• **TASK DIRECTIONS**
How many lines in the entries below contain the string "foam"? Case counts, and the reply should be the number alone.

• **DATA FOR THE TASK**
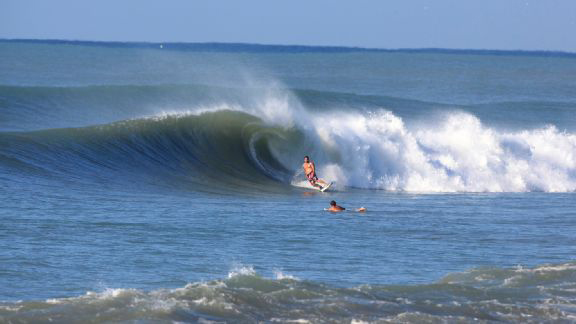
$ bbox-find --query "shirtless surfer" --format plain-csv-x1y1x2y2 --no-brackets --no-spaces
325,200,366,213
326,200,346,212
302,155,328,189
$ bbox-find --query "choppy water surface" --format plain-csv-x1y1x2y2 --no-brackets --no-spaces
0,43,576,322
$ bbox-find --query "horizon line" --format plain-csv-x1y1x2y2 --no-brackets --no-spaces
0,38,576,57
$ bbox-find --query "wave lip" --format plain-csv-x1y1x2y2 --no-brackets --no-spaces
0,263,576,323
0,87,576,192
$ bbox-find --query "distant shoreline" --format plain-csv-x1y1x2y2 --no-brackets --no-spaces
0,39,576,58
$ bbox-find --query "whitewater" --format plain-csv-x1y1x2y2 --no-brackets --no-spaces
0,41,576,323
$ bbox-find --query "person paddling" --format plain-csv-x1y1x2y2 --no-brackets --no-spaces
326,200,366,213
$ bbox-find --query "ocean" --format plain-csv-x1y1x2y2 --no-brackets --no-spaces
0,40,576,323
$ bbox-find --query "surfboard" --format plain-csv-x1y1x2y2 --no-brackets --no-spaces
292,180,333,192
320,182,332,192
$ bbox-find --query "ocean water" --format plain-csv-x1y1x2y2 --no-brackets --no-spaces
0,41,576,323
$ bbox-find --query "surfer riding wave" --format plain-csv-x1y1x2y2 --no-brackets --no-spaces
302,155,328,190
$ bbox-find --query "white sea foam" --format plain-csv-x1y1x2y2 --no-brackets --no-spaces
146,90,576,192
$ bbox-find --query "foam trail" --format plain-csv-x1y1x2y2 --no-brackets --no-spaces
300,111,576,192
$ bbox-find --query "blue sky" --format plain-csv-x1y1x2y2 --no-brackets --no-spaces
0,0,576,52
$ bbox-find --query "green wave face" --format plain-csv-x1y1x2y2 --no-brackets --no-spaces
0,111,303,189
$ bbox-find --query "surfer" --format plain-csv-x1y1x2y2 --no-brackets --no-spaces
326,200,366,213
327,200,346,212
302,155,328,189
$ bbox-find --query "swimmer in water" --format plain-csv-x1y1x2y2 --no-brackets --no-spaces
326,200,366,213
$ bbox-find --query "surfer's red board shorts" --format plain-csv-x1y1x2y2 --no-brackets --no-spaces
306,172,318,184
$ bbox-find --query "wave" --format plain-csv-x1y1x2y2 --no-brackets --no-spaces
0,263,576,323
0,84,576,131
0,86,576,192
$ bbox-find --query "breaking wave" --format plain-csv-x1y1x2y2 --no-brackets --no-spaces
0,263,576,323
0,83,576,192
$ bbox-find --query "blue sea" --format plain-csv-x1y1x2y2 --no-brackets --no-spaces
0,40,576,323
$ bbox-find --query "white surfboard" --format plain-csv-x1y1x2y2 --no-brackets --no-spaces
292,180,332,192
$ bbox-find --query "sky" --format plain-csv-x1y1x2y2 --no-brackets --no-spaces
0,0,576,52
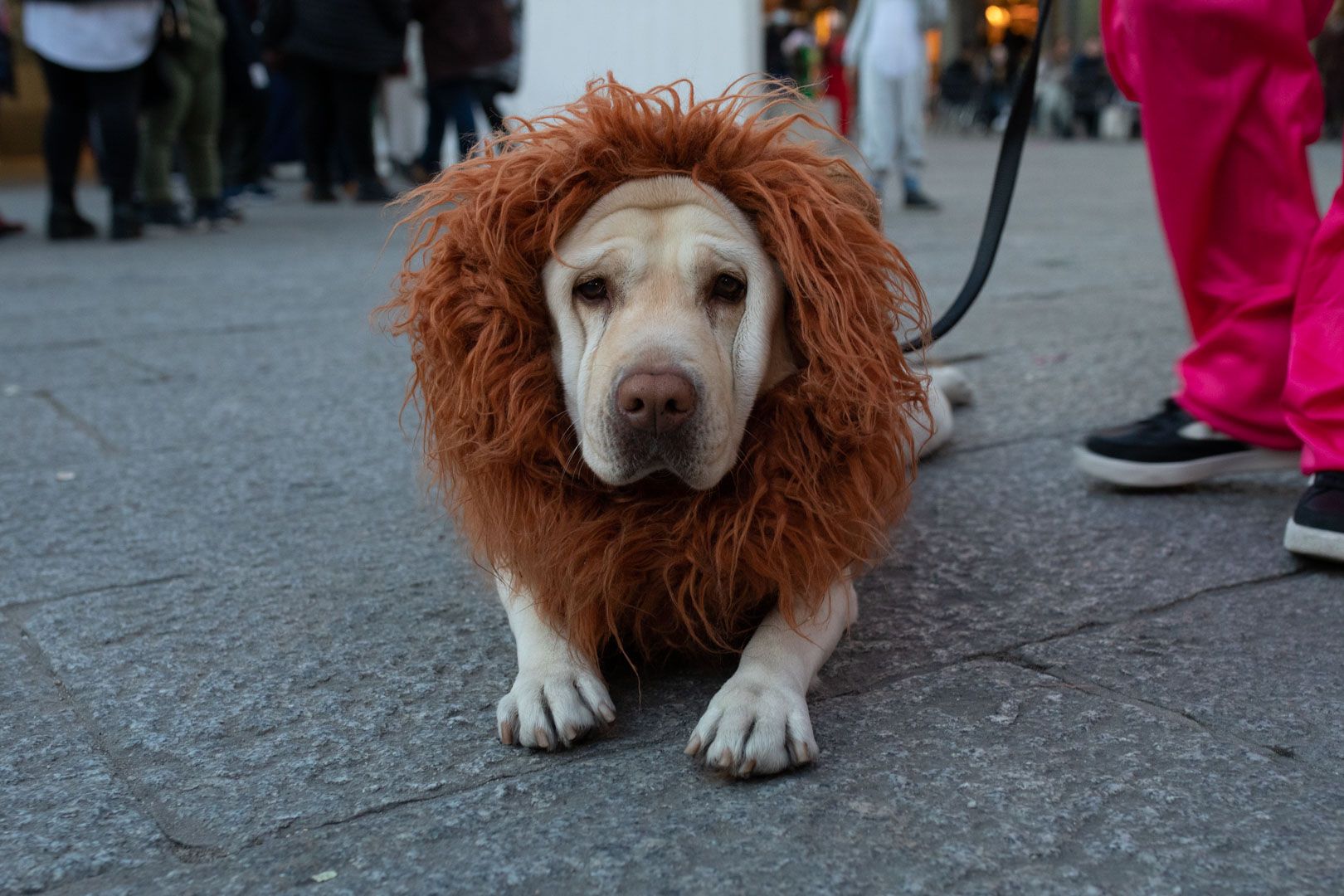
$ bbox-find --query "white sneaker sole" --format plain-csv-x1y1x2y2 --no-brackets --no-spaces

* * *

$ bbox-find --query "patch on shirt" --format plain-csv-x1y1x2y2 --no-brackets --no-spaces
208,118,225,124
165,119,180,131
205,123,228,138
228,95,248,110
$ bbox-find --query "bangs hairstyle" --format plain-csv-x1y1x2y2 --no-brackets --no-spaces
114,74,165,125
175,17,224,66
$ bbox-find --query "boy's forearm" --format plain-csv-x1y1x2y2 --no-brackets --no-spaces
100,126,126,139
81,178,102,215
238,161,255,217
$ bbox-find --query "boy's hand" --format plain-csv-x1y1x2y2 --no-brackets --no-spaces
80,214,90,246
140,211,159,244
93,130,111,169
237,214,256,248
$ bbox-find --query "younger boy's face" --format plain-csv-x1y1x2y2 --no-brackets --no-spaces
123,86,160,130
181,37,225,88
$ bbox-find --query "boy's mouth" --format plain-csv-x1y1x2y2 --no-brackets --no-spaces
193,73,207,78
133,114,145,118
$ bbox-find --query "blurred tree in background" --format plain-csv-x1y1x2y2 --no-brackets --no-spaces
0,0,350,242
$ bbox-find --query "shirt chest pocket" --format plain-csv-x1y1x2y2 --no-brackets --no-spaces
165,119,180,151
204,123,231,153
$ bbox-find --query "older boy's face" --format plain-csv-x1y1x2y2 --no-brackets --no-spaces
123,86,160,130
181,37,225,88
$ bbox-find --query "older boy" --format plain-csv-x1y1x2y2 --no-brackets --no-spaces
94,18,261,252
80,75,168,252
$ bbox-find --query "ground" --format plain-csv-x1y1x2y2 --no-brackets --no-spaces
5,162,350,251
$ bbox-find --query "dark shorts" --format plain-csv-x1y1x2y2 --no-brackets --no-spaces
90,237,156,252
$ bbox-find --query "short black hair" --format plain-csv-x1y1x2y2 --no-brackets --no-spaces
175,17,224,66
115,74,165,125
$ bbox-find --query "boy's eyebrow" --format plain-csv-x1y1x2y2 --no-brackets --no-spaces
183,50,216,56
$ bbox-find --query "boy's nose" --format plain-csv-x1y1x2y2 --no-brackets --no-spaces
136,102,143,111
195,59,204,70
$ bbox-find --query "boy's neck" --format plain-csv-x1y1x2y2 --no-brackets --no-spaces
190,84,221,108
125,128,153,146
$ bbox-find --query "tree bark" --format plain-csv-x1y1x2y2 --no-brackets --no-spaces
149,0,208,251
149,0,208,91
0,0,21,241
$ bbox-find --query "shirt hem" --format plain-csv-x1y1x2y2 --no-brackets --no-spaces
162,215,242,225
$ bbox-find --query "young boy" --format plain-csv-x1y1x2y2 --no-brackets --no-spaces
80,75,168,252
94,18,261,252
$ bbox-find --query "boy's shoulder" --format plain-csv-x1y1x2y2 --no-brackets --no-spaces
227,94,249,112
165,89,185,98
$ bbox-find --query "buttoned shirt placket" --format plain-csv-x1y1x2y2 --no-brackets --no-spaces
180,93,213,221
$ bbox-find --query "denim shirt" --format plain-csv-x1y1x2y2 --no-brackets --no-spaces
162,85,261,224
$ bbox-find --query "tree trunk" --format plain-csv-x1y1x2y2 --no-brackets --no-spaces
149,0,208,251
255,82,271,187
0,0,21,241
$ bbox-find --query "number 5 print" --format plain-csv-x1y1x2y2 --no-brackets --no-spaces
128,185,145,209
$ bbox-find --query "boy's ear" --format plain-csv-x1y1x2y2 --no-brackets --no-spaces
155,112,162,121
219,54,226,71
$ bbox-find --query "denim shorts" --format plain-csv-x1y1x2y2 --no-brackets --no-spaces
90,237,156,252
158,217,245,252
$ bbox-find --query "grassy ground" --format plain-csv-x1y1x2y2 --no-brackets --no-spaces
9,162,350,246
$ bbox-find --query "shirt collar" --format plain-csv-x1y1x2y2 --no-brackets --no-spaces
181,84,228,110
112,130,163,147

• **SOLUTION**
2